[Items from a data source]

--- START ---

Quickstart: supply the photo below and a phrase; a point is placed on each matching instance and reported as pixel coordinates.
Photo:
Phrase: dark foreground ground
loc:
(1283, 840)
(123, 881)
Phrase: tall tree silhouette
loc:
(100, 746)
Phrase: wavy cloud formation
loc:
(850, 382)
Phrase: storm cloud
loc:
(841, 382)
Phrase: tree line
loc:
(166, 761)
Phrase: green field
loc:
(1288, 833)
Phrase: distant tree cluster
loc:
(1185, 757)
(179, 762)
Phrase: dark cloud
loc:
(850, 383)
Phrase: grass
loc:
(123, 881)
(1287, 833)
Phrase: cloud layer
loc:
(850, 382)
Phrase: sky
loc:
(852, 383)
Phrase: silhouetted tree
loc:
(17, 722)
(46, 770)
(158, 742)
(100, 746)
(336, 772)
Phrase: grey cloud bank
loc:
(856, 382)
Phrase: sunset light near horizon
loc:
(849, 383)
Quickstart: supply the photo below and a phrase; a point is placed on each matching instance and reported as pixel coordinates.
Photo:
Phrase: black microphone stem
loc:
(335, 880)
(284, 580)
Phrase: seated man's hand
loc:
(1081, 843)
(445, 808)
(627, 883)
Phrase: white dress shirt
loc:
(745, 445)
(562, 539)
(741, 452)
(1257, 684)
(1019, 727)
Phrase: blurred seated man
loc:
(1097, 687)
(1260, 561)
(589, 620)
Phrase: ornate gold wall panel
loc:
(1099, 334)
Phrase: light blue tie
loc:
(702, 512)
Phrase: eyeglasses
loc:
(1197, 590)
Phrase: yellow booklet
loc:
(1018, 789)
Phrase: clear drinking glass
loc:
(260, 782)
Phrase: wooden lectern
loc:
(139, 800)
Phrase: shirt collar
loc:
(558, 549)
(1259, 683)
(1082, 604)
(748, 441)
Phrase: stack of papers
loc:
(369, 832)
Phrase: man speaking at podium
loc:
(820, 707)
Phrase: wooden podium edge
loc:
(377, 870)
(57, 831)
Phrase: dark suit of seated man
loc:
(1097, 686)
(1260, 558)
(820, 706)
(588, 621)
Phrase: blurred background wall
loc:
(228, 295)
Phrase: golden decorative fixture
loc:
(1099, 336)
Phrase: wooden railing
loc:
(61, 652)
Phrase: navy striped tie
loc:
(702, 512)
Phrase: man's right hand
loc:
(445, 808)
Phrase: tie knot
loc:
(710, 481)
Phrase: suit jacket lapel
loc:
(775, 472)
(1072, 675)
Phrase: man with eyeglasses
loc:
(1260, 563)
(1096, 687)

--- END ---

Each of the records above is to be copied exactly.

Quickstart: supply the photo below and a phrase; a point is placed on each matching instance and reported as pixel coordinates.
Photo:
Phrase: dark foreground ground
loc:
(1283, 840)
(123, 881)
Phrase: tall tree silhouette
loc:
(100, 746)
Phrase: wavy cloud formation
loc:
(850, 382)
Phrase: storm cloud
loc:
(841, 382)
Phrase: tree line
loc:
(166, 761)
Phrase: green field
loc:
(1288, 833)
Phrase: distant tree cluster
loc:
(1185, 757)
(179, 762)
Phrase: dark cloud
loc:
(850, 383)
Phrase: grass
loc:
(123, 881)
(1287, 833)
Phrase: cloud layer
loc:
(850, 382)
Phrase: sky
loc:
(852, 383)
Phrase: silhouetted tree
loc:
(17, 722)
(46, 770)
(158, 742)
(100, 746)
(336, 772)
Phrase: grey cloud bank
loc:
(856, 382)
Phrase: sunset light near horizon
loc:
(849, 383)
Quickstart: supply the photo below and a phrase; a point is placed on each matching instance and reported as pixel coordinates.
Photo:
Phrase: black microphone stem
loc:
(335, 880)
(284, 580)
Phrase: seated man's hand
loc:
(1081, 843)
(445, 808)
(627, 883)
Phrase: white dress shirt
loc:
(745, 445)
(562, 539)
(741, 452)
(1257, 684)
(1019, 727)
Phrase: blurred seated man
loc:
(1097, 687)
(1260, 561)
(589, 620)
Phrase: ornate gold wall panel
loc:
(1099, 334)
Phrase: light blue tie
loc:
(702, 512)
Phrase: eyeglasses
loc:
(1197, 590)
Phrase: yellow booklet
loc:
(1018, 789)
Phrase: clear drinking glass
loc:
(260, 782)
Phrase: wooden lectern
loc:
(139, 800)
Phrase: shirt collar
loc:
(558, 549)
(1259, 683)
(1082, 604)
(748, 441)
Phrase: stack of papers
loc:
(369, 832)
Phrase: man speaking at podium
loc:
(820, 707)
Phrase: wooden podium edge
loc:
(377, 870)
(57, 831)
Phrase: dark suit of seated man
loc:
(1097, 686)
(1260, 558)
(820, 706)
(588, 621)
Phrase: blurred background wall
loc:
(228, 295)
Phrase: golden decorative fixture
loc:
(1099, 336)
Phrase: wooden railing
loc:
(61, 652)
Phrase: navy striped tie
loc:
(702, 512)
Phrase: man's right hand
loc:
(445, 808)
Phrase: tie knot
loc:
(710, 481)
Phrase: suit jacket lapel
loc:
(775, 472)
(1072, 675)
Phrase: man with eyeglasses
loc:
(1260, 563)
(1096, 687)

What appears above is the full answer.